▶ [WHAT YOU HAVE TO DO]:
Please convert every one of the rows below into a Markdown table with the columns No and Line. Number each row and skip any blank lines.

======== DATA ENTRIES

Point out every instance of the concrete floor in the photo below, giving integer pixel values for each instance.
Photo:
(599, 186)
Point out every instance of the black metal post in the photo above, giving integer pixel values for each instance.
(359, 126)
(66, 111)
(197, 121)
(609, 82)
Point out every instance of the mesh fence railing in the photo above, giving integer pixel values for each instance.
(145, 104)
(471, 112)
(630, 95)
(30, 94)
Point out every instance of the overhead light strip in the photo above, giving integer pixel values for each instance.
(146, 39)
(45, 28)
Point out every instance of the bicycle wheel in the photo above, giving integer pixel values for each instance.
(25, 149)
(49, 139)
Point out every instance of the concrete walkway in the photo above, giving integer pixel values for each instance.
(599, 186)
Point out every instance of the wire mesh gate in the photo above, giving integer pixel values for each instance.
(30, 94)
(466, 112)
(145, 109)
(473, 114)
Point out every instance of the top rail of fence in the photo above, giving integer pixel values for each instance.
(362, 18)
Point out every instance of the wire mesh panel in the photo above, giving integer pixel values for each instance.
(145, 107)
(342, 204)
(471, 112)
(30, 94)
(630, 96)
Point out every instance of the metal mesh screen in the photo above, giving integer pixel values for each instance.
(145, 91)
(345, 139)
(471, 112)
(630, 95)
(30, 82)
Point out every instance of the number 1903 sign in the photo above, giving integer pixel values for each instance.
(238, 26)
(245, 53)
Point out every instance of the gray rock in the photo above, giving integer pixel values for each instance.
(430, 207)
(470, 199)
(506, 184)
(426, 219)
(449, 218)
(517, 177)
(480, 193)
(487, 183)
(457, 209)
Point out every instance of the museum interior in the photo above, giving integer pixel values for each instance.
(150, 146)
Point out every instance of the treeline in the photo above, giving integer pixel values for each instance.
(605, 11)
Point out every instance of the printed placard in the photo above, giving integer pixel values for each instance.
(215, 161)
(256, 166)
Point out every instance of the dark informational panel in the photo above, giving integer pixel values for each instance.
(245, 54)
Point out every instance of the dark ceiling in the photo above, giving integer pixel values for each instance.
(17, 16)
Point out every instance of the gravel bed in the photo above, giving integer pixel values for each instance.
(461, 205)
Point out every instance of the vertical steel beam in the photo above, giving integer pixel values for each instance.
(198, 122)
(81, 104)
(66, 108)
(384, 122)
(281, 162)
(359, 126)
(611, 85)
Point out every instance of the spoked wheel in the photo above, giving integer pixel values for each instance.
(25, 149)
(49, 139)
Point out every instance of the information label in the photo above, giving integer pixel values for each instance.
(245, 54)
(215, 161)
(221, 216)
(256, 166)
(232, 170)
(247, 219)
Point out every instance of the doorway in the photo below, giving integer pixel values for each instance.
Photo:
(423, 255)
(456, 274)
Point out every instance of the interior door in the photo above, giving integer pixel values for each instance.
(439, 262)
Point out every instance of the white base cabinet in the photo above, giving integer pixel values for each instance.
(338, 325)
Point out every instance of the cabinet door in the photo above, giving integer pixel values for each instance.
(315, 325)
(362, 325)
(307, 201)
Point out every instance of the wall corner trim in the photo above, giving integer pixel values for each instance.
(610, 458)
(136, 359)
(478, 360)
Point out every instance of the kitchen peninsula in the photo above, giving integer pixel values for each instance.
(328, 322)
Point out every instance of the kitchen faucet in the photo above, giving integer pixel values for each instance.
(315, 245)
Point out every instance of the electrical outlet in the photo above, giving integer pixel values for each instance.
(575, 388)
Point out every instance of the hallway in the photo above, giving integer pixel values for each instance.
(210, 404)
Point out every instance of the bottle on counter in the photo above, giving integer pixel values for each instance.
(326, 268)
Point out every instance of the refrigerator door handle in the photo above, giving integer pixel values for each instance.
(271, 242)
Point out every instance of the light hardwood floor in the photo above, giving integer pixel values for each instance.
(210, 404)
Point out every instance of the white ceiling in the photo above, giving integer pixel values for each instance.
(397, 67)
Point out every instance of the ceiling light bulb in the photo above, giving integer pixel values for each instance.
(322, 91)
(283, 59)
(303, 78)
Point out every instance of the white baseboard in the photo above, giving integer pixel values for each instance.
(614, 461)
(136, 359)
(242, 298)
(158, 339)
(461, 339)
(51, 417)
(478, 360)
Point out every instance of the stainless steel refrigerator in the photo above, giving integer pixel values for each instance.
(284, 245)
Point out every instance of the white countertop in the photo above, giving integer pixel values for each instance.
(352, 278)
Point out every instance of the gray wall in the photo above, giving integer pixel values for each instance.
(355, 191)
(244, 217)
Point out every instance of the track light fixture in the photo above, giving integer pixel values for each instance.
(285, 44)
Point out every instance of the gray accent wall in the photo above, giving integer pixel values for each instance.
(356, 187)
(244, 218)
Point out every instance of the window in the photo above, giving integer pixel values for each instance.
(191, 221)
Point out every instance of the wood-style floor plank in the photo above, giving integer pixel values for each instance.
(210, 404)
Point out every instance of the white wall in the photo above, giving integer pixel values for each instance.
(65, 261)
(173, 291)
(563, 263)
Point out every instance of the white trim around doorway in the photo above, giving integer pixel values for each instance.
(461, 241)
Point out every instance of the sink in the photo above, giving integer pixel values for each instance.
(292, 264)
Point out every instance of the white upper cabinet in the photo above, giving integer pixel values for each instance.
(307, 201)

================

▶ [FINISHED TASK]:
| No | Line |
|---|---|
| 1 | Point out every instance of the concrete floor in the photo below, giving integer pixel values for each instance. |
| 2 | Photo: |
| 3 | (599, 186) |
| 4 | Point out every instance of the black metal post in the photo above, giving integer pixel values for each instance. |
| 5 | (359, 126) |
| 6 | (66, 111) |
| 7 | (197, 121) |
| 8 | (609, 82) |
| 9 | Point out every instance of the mesh fence railing in the photo above, giving integer pixel values for each instance. |
| 10 | (145, 104) |
| 11 | (471, 112) |
| 12 | (630, 95) |
| 13 | (30, 94) |
| 14 | Point out every instance of the overhead light strip in the photo above, giving integer pixel values for each instance. |
| 15 | (146, 39) |
| 16 | (45, 28) |
| 17 | Point out every instance of the bicycle wheel in the photo above, giving integer pixel values for each instance. |
| 18 | (25, 149) |
| 19 | (49, 139) |
| 20 | Point out every instance of the concrete walkway in the photo above, giving integer pixel values for each instance. |
| 21 | (599, 186) |
| 22 | Point out every instance of the wire mesh gate in the photo above, giving integer pixel values for each instance. |
| 23 | (30, 94) |
| 24 | (466, 112) |
| 25 | (145, 109) |
| 26 | (473, 114) |
| 27 | Point out every instance of the top rail of fence in the photo above, giving integer pixel values for each instance. |
| 28 | (362, 18) |
| 29 | Point out every instance of the wire mesh panel in the photo above, giving integer pixel values for each instance. |
| 30 | (145, 107) |
| 31 | (342, 204) |
| 32 | (471, 112) |
| 33 | (30, 94) |
| 34 | (630, 96) |
| 35 | Point out every instance of the metal mesh screen in the photo above, giving integer pixel values for each instance. |
| 36 | (145, 91) |
| 37 | (345, 139) |
| 38 | (471, 112) |
| 39 | (630, 95) |
| 40 | (30, 82) |
| 41 | Point out every instance of the number 1903 sign in the photo above, giving integer pixel values for each instance. |
| 42 | (238, 26) |
| 43 | (245, 53) |
| 44 | Point out every instance of the gray rock in the photo above, giving integer pixel values for each instance. |
| 45 | (430, 207) |
| 46 | (470, 199) |
| 47 | (506, 184) |
| 48 | (426, 219) |
| 49 | (449, 218) |
| 50 | (517, 177) |
| 51 | (480, 193) |
| 52 | (487, 183) |
| 53 | (457, 209) |
| 54 | Point out every instance of the museum interior in the photo above, giving integer pixel values for each instance. |
| 55 | (150, 146) |
| 56 | Point out every instance of the treeline in the photo above, giving integer pixel values for each instance. |
| 57 | (605, 11) |
| 58 | Point out every instance of the printed placard in the photo above, giving integer pixel values for each instance. |
| 59 | (215, 161) |
| 60 | (256, 166) |
| 61 | Point out every instance of the dark informational panel in the photo above, giving integer pixel values for each instance. |
| 62 | (245, 54) |
| 63 | Point out every instance of the dark ceiling in the photo above, giving integer pixel values for each instance. |
| 64 | (17, 16) |
| 65 | Point out every instance of the gravel bed in the photo above, giving integer pixel values for each instance. |
| 66 | (461, 205) |
| 67 | Point out every instance of the vertical steel beam in the photo above, giving integer pixel values for each instance. |
| 68 | (198, 122) |
| 69 | (81, 104) |
| 70 | (66, 108) |
| 71 | (384, 122) |
| 72 | (281, 162) |
| 73 | (359, 126) |
| 74 | (611, 85) |
| 75 | Point out every instance of the spoked wheel in the photo above, giving integer pixel values for each instance. |
| 76 | (25, 149) |
| 77 | (49, 139) |
| 78 | Point out every instance of the information label in the photo above, giving integer pixel values for each instance. |
| 79 | (245, 54) |
| 80 | (215, 161) |
| 81 | (221, 216) |
| 82 | (256, 166) |
| 83 | (232, 170) |
| 84 | (247, 219) |
| 85 | Point out every instance of the doorway in the photo below, giving integer pixel values for each instance. |
| 86 | Photo: |
| 87 | (423, 255) |
| 88 | (456, 274) |
| 89 | Point out every instance of the interior door in the photo above, giving integer pixel values for each instance. |
| 90 | (439, 262) |
| 91 | Point out every instance of the white base cabinet in the photo above, giving integer pixel values for each instance. |
| 92 | (338, 325) |
| 93 | Point out every instance of the cabinet door in the photo above, giving integer pixel values for each instance. |
| 94 | (315, 325) |
| 95 | (362, 325) |
| 96 | (307, 201) |
| 97 | Point out every instance of the wall corner trim in the photo above, giving integer pixel values for each instance. |
| 98 | (610, 458) |
| 99 | (136, 359) |
| 100 | (478, 360) |
| 101 | Point out every instance of the kitchen peninsula in the photo above, giving integer pixel values for each instance. |
| 102 | (328, 322) |
| 103 | Point out every instance of the kitchen faucet in the photo above, giving integer pixel values for each instance. |
| 104 | (315, 245) |
| 105 | Point out every instance of the electrical outlet in the photo above, giving integer pixel values for each instance. |
| 106 | (575, 388) |
| 107 | Point out every instance of the hallway in the photo above, giving integer pixel values for each instance. |
| 108 | (210, 404) |
| 109 | Point out every instance of the bottle on counter in the photo above, giving integer pixel values for each instance. |
| 110 | (326, 268) |
| 111 | Point out every instance of the refrigerator door handle in the photo above, giving integer pixel values for each instance. |
| 112 | (271, 242) |
| 113 | Point out every instance of the light hardwood floor in the photo above, giving integer pixel values for each instance. |
| 114 | (210, 404) |
| 115 | Point out every instance of the white ceiling in the photo above, giving integer pixel values for each instance. |
| 116 | (397, 67) |
| 117 | Point out every instance of the ceiling light bulb in the photo above, giving integer pixel values for each instance. |
| 118 | (322, 91) |
| 119 | (283, 59) |
| 120 | (303, 78) |
| 121 | Point out every instance of the white baseboard in the photo above, giving integer pixel values for each instance. |
| 122 | (614, 461) |
| 123 | (136, 359) |
| 124 | (242, 298) |
| 125 | (158, 339) |
| 126 | (461, 339) |
| 127 | (51, 417) |
| 128 | (478, 360) |
| 129 | Point out every instance of the stainless steel refrigerator in the photo above, giving integer pixel values for each instance. |
| 130 | (284, 245) |
| 131 | Point out every instance of the white countertop in the photo above, giving integer pixel values for each instance. |
| 132 | (352, 278) |
| 133 | Point out every instance of the gray wall in the photo above, giving integer pixel values for each instance. |
| 134 | (355, 191) |
| 135 | (244, 217) |
| 136 | Point out every instance of the track light fixture in the photo above, giving integer pixel values for each instance. |
| 137 | (285, 44) |
| 138 | Point out every instance of the gray accent wall in the photo above, giving integer pixel values for each instance. |
| 139 | (356, 187) |
| 140 | (244, 218) |
| 141 | Point out every instance of the window in the photo above, giving integer pixel values for each instance. |
| 142 | (191, 221) |
| 143 | Point out every instance of the wood-style floor plank in the photo above, giving integer pixel values for each instance. |
| 144 | (210, 404) |
| 145 | Point out every instance of the white wall in the photo above, giving integer pixel values for each instance. |
| 146 | (65, 261) |
| 147 | (173, 291) |
| 148 | (563, 263) |
| 149 | Point out every instance of the white trim around doorway in the photo above, giving integer pixel values for each instance. |
| 150 | (461, 241) |
| 151 | Point out every instance of the sink in the photo above, giving integer pixel values for each instance. |
| 152 | (292, 264) |
| 153 | Point out every instance of the white upper cabinet in the photo above, giving integer pixel values for each instance. |
| 154 | (307, 201) |